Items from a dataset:
━━━
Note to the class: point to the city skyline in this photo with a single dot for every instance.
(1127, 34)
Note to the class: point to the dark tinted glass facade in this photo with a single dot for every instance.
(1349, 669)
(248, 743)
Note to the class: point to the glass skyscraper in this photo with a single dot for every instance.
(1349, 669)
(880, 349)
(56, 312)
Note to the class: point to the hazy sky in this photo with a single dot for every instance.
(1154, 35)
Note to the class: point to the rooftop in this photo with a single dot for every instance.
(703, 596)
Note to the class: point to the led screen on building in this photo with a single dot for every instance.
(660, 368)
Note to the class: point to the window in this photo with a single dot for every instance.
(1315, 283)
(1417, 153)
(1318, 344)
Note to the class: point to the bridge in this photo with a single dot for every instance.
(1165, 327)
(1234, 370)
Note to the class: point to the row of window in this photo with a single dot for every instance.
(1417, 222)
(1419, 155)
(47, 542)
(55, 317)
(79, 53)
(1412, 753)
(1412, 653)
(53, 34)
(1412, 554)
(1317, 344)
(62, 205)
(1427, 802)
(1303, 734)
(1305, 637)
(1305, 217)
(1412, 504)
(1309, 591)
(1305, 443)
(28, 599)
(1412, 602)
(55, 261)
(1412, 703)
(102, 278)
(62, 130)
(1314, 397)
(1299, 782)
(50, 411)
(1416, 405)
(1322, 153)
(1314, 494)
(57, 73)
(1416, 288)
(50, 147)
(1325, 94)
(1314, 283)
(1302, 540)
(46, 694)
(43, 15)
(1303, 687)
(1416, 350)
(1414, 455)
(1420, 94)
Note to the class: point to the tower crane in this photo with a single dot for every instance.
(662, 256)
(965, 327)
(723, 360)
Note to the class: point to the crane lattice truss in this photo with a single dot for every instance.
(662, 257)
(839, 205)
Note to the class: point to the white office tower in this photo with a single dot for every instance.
━━━
Return a faithful copy of all the records above.

Note to the class: point to the city skyline in this photo with a single dot for every instance.
(1127, 34)
Note to the class: point to the dark tinted glass facade in this photo with a single dot for every instance.
(1349, 669)
(248, 743)
Note to the class: point to the glass skyscraper in this photo with a single dot for every instance.
(1349, 669)
(880, 349)
(56, 312)
Note to the class: point to the hazy sky in this photo with a single dot for every instance.
(1154, 35)
Note to the class: point to the rooftop in this photo with a single dot for every instance.
(703, 596)
Note to the class: point to the led screen on building in this photo with a single dot for every instance.
(660, 368)
Note to the class: point to the window in this photo with a single dot for every instance.
(1315, 283)
(1417, 153)
(1318, 344)
Note to the class: point to the bridge in this photo with a single dot for every instance.
(1165, 327)
(1234, 370)
Note to the class: point to the row of window in this photo with a single dot for every instance.
(1417, 222)
(1419, 155)
(47, 542)
(55, 317)
(79, 53)
(1412, 753)
(1412, 653)
(53, 34)
(1412, 554)
(1317, 344)
(62, 205)
(1427, 802)
(1303, 734)
(1305, 637)
(1305, 217)
(1412, 504)
(1309, 591)
(1305, 443)
(28, 599)
(1412, 602)
(55, 261)
(1412, 703)
(102, 278)
(62, 130)
(1314, 397)
(1299, 782)
(50, 411)
(1416, 405)
(1322, 153)
(1314, 494)
(57, 73)
(1416, 288)
(50, 147)
(1325, 94)
(1314, 283)
(1302, 540)
(46, 694)
(43, 15)
(1303, 687)
(1416, 350)
(1414, 455)
(1420, 94)
Note to the class: point to the tower crane in this photo with a single dot for every instance.
(662, 256)
(965, 327)
(723, 360)
Note to the class: point to the crane lattice truss in this photo with a single dot for every instance.
(662, 257)
(839, 205)
Note to the class: point to the white office tower in this photo with a single dot for every instance.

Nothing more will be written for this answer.